--- START ---
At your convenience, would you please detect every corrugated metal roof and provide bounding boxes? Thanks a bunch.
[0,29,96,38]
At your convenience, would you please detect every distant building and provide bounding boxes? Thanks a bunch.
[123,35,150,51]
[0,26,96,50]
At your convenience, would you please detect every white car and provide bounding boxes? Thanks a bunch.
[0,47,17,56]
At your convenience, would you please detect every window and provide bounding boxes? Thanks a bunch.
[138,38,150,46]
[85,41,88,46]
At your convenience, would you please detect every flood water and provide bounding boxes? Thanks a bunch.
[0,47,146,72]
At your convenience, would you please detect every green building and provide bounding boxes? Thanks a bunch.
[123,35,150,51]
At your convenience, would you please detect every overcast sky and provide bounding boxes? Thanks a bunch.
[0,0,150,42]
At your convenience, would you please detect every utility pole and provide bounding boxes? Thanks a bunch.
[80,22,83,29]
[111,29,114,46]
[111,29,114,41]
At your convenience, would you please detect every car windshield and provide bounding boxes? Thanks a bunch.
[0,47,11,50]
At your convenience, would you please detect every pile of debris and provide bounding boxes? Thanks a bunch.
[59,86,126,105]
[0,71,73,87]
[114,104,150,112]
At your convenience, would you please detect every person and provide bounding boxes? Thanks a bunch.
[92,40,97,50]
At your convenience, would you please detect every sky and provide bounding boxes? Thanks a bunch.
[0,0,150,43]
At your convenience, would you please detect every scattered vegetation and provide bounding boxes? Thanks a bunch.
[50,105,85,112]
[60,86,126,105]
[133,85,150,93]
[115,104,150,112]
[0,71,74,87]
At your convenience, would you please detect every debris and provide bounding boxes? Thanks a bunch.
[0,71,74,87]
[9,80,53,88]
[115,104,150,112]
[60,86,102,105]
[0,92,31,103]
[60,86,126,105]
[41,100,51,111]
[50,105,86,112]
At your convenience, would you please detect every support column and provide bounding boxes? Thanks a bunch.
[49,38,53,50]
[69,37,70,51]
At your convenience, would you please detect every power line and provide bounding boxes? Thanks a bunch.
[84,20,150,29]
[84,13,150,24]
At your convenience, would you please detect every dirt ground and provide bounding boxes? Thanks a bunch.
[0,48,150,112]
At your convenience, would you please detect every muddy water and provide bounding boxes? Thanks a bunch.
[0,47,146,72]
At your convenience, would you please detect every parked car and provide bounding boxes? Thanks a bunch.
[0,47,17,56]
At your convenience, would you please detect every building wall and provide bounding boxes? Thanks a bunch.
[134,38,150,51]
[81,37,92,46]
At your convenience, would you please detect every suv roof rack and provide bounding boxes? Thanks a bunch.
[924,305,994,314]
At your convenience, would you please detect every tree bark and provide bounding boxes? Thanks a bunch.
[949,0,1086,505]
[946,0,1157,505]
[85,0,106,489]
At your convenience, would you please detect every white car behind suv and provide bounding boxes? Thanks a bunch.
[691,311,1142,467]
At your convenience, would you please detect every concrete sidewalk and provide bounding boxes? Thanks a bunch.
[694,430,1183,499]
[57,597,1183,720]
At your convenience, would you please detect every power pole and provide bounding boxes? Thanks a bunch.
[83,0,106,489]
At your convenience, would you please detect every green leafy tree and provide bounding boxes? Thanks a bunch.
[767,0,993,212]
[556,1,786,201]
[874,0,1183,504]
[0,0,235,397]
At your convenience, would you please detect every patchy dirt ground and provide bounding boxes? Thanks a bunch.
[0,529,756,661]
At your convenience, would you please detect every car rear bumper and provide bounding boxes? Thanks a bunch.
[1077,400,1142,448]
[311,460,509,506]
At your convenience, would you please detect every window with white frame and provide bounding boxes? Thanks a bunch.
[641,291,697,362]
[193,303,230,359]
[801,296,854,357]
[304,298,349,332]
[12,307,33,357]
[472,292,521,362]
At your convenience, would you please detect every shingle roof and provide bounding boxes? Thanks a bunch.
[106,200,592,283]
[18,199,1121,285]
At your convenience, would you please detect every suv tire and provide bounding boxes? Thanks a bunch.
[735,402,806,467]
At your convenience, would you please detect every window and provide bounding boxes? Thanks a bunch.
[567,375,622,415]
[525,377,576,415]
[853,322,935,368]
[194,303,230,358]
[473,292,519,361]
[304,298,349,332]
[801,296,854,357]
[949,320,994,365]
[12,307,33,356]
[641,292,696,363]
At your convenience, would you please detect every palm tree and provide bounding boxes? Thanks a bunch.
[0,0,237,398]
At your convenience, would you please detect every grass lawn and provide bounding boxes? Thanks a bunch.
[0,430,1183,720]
--- END ---
Exercise details
Write out all records exactly, keeping every detail.

Solution to this problem
At your convenience, would you please detect every corrugated metal roof and provide bounding boxes? Thanks a bunch.
[0,29,96,38]
At your convenience, would you please detect every distant building and provide bounding boxes? Thanks a bunch.
[123,35,150,51]
[0,26,96,50]
At your convenience, would you please detect every white car and provide bounding boxes? Thanks a bunch.
[0,47,17,56]
At your convenience, would you please detect every window and provide bounding boxes? Thanks a bunch.
[138,38,150,46]
[85,41,88,46]
At your convenience, would you please detect every flood water and provide bounding boxes? Thanks a bunch.
[0,47,146,72]
At your convenience, would you please detect every green building and provide bounding boxes? Thanks a bunch.
[123,35,150,51]
At your convenience, would you please detect every overcast sky and provide bounding boxes? Thanks a bunch.
[0,0,150,42]
At your convenience, would you please detect every utility pole and provide bounding boxes? Thanks a bunch.
[80,22,83,29]
[111,29,114,46]
[111,29,114,41]
At your convenience, would you please detect every car windshield and provide bounding boxes? Thanks a bunch.
[0,47,11,50]
At your convenience, would you please detect every pile of debris and provide bounding boxes? Thanks a bunch.
[59,86,126,105]
[0,71,73,87]
[114,104,150,112]
At your convenience, would you please detect every person and provide bounding boxes? Thanks a bunch.
[92,40,97,50]
At your convenience, would you please detect every sky and provide bounding boxes? Thanks a bunch.
[0,0,150,43]
At your convenience, would you please detect every scattered vegetation and provide bounding boxes? Thanks a bunch.
[50,105,85,112]
[60,86,126,105]
[133,85,150,93]
[115,104,150,112]
[0,71,74,87]
At your convenience, would you please detect every debris and provide bounding boxes? Thanks a bunch.
[0,71,74,87]
[9,80,53,88]
[115,104,150,112]
[60,86,102,105]
[0,92,31,103]
[60,86,126,105]
[41,100,51,111]
[50,105,86,112]
At your convenience, would you please detect every support column and provide bounding boxes? Thanks a bunch.
[49,38,53,50]
[69,37,70,51]
At your convenience, would you please detect every power line and provide bounding boxes? Thanks a bunch.
[84,20,150,29]
[84,13,150,24]
At your convenience, would you please detect every dirt ground and provide bounding boxes? Thanks a bunch.
[0,48,150,112]
At your convenience, would you please detect every muddy water and provide bounding boxes? Thanks a bunch.
[0,47,146,72]
At your convenience, would you please detect every parked car and provide bounding boxes? Thanks a bunch.
[0,47,17,56]
At your convenience, would you please detect every building wall and provide bounding boxes? Thanks a bunch.
[134,38,150,51]
[81,37,92,46]
At your convenience, would you please detect every suv roof rack and provide bounding boxes? Thanks a bunch.
[924,305,994,314]
At your convenience, would you please detect every tree bark and provide bounding boxes? Thanks a bunch.
[949,0,1086,505]
[946,0,1157,505]
[85,0,106,489]
At your convenience, would you please detect every white car behind suv and provide bounding boxes? Thanks a bunch.
[691,311,1142,467]
At your convenience, would you please detect every concrete sidewalk and provide bounding boxes? Thanks a bunch.
[694,430,1183,499]
[57,597,1183,720]
At your convenience, would you please detect every power pole and provide bounding boxes? Thanks a bunch.
[83,0,106,489]
At your convenience, would you please detect every green leafy tree and provide bounding boxes? Thanks a bunch.
[767,0,993,212]
[556,1,786,201]
[874,0,1183,504]
[0,0,235,397]
At your convenience, would you please detect every patchy dirt ground and provide bounding boxes? Thanks a bunch.
[0,529,756,661]
At your convenience, would you please detect every car rear bumper and provide bounding boxes? Thanks a bunch.
[1077,400,1142,448]
[311,460,509,506]
At your convenience, would you please detect every window with white frame and provide bounding boxes? Thanks a bunch.
[641,291,697,362]
[193,303,230,359]
[801,296,854,357]
[304,298,349,332]
[12,307,33,357]
[472,292,521,362]
At your convenience, would you please detect every shingle roof and provide bounding boxes? Thanks a bunch.
[106,200,592,283]
[18,199,1121,285]
At your convenience, would you please detect every suv tire and provide bounding boxes? Thanks a bunch.
[735,402,806,467]
At your convenience, would you please detect every window and provide bounding boxes? Thanks a bunch.
[567,375,622,415]
[525,377,576,415]
[853,322,935,368]
[194,303,230,358]
[473,292,519,361]
[304,298,349,332]
[801,296,854,357]
[949,320,994,365]
[12,307,33,356]
[641,292,696,363]
At your convenience, would you please detect every palm tree and provide bounding boxes? Thanks a bunch.
[0,0,237,398]
At your convenience, would you please detect every grass lawn and provide bounding boxes? Thanks a bunch.
[0,430,1183,720]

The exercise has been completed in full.